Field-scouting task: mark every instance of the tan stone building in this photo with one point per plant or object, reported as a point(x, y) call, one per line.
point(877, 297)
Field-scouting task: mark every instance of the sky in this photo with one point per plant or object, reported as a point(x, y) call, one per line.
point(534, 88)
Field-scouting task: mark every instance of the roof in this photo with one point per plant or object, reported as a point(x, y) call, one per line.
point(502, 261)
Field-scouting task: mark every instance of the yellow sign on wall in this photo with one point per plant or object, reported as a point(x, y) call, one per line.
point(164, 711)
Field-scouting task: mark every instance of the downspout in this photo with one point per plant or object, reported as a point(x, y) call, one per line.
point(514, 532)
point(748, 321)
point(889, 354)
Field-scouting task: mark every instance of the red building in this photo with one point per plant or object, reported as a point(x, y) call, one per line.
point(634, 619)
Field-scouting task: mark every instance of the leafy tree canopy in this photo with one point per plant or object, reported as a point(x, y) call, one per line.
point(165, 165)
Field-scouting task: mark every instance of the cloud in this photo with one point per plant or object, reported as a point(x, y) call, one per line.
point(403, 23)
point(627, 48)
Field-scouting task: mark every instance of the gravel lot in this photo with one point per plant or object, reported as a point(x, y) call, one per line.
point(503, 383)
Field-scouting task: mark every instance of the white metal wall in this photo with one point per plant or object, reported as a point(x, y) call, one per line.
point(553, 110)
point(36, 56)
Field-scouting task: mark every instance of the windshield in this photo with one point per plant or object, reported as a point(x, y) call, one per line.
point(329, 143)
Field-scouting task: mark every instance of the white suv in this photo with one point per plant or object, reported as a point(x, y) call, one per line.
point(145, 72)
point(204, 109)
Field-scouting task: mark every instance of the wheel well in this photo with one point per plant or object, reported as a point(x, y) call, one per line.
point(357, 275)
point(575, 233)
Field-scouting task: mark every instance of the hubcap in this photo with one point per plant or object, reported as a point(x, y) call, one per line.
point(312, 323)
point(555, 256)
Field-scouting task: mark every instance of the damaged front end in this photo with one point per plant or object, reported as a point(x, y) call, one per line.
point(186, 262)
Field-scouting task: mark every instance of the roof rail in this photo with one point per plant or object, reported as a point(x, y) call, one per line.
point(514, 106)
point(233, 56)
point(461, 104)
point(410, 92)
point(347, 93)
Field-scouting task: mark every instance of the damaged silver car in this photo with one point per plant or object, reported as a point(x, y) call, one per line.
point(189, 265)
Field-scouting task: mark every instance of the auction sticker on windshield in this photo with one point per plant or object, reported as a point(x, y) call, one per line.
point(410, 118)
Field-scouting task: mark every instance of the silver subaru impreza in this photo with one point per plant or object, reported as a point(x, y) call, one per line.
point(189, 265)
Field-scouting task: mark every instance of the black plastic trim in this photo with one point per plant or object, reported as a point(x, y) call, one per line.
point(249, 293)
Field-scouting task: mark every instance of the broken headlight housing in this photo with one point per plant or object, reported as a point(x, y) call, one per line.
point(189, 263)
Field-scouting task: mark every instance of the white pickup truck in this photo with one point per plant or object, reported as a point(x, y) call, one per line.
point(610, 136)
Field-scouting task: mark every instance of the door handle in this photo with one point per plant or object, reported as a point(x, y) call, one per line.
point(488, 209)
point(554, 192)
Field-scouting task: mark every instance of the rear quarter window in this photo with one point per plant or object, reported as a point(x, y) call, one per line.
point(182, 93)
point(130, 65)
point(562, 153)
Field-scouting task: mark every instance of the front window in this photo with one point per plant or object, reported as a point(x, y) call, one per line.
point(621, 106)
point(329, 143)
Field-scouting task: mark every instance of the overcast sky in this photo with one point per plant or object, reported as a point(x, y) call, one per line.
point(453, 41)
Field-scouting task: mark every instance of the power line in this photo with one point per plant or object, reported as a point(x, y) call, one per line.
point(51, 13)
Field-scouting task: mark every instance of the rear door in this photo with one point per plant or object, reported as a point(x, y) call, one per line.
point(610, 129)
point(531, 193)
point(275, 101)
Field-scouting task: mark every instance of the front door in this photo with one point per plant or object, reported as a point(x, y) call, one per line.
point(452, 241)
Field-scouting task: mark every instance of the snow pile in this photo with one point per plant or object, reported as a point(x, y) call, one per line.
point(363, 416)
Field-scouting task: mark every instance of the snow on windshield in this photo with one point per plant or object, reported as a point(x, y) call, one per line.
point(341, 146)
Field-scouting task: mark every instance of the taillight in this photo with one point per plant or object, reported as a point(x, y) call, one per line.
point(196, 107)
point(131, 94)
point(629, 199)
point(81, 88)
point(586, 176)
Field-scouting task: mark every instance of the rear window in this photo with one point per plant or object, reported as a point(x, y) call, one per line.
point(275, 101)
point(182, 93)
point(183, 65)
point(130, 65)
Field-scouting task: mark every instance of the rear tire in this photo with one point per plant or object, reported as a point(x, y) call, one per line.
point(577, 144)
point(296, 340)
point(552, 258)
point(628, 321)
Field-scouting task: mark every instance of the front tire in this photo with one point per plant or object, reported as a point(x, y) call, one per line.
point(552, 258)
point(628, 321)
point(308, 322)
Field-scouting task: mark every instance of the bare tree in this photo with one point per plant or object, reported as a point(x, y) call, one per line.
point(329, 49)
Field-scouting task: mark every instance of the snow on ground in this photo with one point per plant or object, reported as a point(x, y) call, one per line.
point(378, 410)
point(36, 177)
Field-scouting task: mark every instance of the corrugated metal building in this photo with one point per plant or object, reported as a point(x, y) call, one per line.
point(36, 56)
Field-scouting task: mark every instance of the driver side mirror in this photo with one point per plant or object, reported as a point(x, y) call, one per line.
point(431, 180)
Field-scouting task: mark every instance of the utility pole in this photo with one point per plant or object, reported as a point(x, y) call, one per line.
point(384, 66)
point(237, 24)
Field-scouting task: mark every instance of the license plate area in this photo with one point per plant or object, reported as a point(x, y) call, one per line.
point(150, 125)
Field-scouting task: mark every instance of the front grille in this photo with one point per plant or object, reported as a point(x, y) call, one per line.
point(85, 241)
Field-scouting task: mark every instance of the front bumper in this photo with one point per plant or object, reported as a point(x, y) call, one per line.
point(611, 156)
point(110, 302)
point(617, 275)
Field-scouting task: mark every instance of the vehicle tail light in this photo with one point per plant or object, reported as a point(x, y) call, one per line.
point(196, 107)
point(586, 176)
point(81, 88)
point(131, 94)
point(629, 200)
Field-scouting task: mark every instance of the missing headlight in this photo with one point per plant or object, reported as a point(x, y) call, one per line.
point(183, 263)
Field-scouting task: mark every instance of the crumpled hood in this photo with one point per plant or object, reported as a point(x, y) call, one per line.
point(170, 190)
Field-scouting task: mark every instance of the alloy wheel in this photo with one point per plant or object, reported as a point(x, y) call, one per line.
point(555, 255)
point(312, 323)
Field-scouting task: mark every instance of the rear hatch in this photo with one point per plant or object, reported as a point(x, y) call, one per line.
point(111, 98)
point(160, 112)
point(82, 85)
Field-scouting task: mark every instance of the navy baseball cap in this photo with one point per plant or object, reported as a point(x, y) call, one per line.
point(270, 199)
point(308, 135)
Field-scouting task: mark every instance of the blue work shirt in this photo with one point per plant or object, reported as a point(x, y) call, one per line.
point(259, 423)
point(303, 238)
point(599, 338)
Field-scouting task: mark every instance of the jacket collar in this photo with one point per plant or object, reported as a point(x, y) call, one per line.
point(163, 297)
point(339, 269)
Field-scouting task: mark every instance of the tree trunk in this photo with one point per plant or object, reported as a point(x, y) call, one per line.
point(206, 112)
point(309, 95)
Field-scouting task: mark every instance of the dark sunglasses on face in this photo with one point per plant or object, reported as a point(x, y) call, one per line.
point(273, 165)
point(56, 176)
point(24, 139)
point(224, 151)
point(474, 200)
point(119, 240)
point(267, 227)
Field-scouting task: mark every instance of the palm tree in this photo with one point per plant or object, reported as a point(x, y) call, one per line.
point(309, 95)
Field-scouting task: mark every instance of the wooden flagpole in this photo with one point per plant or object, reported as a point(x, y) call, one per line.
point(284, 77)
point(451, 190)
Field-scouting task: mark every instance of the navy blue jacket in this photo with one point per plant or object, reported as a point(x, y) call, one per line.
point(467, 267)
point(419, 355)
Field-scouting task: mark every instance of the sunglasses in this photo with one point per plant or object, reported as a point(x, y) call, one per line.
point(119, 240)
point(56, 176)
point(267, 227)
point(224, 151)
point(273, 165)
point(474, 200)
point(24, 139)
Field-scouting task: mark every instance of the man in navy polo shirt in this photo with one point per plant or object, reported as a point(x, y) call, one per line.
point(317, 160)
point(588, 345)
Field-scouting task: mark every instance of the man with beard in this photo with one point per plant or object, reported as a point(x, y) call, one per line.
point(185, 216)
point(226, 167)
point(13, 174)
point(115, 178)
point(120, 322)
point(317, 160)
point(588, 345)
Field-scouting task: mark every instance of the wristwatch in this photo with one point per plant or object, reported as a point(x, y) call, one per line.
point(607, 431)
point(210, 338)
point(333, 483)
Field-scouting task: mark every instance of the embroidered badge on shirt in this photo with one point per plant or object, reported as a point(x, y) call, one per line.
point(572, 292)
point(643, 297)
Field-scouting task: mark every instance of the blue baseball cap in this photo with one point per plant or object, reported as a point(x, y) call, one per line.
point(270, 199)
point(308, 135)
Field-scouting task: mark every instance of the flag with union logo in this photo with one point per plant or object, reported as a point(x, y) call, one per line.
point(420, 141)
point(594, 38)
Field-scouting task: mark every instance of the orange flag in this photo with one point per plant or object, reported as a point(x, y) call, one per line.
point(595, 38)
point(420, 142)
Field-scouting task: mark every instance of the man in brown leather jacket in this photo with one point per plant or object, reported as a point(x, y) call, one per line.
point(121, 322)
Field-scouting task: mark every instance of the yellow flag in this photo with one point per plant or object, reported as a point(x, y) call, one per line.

▶ [Problem description] Render everything from the line containing "Field-scouting task: mark every instance of the navy baseball" down to the line containing "point(599, 338)" as a Markdown table with the columns Row and Line, numbering each line and leaving out any blank lines.

▶ [The reply]
| Row | Line |
|---|---|
| 1 | Field-scouting task: mark every instance of the navy baseball cap in this photo with one point per plant or object, reported as a point(x, y) call, one per line. |
| 2 | point(270, 199) |
| 3 | point(308, 135) |
| 4 | Field-scouting task: mark every instance of the blue work shirt in this photo with one point per plant or object, reported as a point(x, y) call, one per line. |
| 5 | point(259, 423) |
| 6 | point(303, 238) |
| 7 | point(599, 338) |